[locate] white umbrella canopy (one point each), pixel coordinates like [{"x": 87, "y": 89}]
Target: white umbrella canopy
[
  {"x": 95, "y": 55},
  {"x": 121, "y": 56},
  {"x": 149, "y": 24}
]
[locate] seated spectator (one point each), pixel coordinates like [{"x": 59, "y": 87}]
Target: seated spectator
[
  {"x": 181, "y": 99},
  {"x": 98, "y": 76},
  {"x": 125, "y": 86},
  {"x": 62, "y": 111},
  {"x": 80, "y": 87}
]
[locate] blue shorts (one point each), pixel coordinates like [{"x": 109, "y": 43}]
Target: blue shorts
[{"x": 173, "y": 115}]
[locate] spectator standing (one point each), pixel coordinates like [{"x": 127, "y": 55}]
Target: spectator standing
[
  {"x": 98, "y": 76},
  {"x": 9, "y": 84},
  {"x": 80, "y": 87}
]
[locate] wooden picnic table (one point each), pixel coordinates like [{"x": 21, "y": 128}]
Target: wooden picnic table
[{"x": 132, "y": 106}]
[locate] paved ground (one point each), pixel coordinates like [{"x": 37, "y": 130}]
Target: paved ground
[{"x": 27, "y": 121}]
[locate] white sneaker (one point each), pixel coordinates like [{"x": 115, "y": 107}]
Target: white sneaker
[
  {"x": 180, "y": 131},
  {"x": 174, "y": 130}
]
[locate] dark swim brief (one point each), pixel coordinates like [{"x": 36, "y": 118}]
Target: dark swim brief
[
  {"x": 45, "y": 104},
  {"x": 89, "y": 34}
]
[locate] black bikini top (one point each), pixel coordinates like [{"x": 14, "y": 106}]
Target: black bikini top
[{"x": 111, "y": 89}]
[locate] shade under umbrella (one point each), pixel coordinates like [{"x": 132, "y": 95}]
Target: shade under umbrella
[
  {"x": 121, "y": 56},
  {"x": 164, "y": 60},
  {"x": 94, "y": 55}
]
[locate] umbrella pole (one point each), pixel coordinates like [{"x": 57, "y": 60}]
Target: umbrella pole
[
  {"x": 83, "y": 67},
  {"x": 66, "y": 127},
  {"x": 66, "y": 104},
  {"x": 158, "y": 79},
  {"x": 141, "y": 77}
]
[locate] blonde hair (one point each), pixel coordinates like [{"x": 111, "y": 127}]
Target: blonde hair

·····

◆ To do
Check every line of the data, and copy the ones that contain "hair".

◆ Response
[locate] blonde hair (one point each), pixel coordinates like [{"x": 111, "y": 127}]
Target: blonde hair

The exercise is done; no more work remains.